* Task prompt: Using the data below, copy every line that contains the word "with".

+---+

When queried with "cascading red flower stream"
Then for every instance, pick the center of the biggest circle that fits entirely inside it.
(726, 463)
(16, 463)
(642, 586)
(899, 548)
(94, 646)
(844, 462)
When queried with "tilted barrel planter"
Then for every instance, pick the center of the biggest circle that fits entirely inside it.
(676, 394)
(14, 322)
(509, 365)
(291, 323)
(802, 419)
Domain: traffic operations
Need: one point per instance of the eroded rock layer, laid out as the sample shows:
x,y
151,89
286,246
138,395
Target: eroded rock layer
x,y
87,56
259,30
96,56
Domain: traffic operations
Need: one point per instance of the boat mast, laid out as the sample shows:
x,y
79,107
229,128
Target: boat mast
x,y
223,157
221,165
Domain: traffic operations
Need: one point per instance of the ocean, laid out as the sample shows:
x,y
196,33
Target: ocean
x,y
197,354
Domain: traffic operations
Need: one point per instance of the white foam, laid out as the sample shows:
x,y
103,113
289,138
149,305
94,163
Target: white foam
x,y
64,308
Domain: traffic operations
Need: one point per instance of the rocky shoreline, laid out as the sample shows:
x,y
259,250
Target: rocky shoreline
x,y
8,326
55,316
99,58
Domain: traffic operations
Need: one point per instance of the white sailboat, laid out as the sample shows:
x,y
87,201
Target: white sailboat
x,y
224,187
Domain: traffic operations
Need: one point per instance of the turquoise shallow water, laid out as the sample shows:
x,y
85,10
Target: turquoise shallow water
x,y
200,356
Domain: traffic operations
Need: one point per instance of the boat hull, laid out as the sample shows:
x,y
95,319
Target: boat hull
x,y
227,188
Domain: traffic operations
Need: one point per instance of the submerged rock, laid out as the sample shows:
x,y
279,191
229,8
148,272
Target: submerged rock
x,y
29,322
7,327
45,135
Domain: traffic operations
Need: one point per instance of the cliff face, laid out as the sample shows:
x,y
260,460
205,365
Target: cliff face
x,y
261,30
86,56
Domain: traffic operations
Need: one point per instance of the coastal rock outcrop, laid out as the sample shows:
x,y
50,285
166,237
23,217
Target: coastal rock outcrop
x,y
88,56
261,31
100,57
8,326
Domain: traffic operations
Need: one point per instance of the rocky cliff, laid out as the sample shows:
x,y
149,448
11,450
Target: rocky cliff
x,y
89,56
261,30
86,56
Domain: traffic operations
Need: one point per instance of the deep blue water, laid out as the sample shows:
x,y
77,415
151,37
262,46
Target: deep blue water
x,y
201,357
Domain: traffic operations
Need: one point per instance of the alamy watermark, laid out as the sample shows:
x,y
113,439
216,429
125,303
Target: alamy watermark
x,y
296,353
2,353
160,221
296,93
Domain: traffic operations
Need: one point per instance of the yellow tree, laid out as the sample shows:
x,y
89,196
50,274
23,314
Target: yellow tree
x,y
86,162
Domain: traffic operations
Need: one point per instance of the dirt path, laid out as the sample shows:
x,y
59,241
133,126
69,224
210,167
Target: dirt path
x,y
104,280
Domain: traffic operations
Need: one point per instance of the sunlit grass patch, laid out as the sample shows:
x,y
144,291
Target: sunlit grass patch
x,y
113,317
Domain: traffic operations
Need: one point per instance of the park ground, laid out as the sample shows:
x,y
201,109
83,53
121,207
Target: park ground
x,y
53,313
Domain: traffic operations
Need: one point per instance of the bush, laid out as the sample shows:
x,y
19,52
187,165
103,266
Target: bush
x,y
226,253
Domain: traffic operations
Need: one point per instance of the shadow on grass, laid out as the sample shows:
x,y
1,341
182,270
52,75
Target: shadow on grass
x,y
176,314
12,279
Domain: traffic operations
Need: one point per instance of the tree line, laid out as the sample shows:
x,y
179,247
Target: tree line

+---+

* Exercise response:
When queried with "cascading red flower stream"
When queried with "tilted barrel planter"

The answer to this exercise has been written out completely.